Every line holding the string "query" is to be copied from the entries below.

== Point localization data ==

++++++

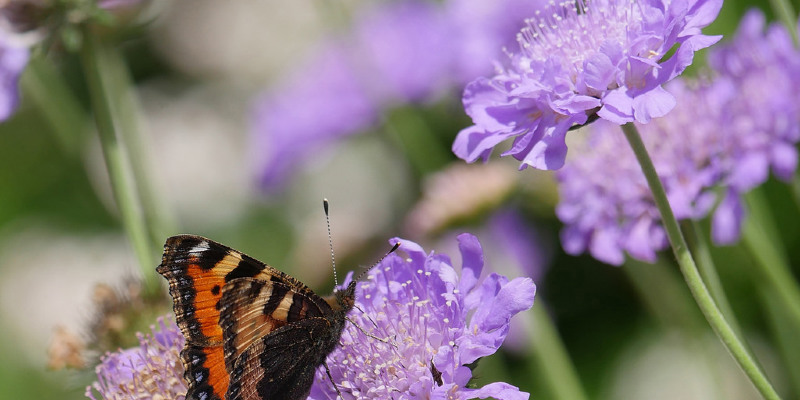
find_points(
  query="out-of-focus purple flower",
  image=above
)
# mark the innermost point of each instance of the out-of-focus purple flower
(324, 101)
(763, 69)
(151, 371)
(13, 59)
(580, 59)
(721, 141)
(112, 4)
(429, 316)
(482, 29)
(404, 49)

++++++

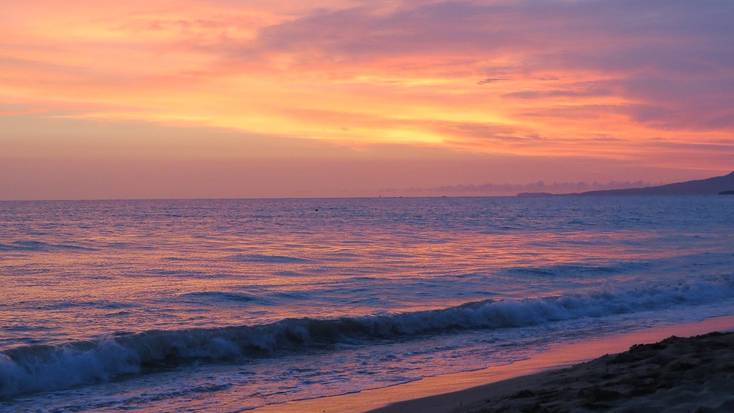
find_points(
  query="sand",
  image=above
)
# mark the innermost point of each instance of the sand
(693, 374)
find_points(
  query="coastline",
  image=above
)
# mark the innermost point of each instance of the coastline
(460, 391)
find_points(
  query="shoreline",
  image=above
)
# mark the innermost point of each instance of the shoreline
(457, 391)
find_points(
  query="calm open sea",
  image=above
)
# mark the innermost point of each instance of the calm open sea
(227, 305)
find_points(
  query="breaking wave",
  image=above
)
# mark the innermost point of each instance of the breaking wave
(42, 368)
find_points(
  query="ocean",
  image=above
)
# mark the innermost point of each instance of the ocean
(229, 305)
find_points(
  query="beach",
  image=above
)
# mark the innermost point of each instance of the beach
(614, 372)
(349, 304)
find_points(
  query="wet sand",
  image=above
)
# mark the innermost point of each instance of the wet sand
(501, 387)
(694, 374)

++++++

== WRITTEN SOLUTION ==
  query="out-of-focus purple flower",
  query="sand",
  query="coastline",
  query="shoreline",
  query="calm open sea",
  query="breaking wave",
  query="ocean",
  query="beach",
  query="wet sand",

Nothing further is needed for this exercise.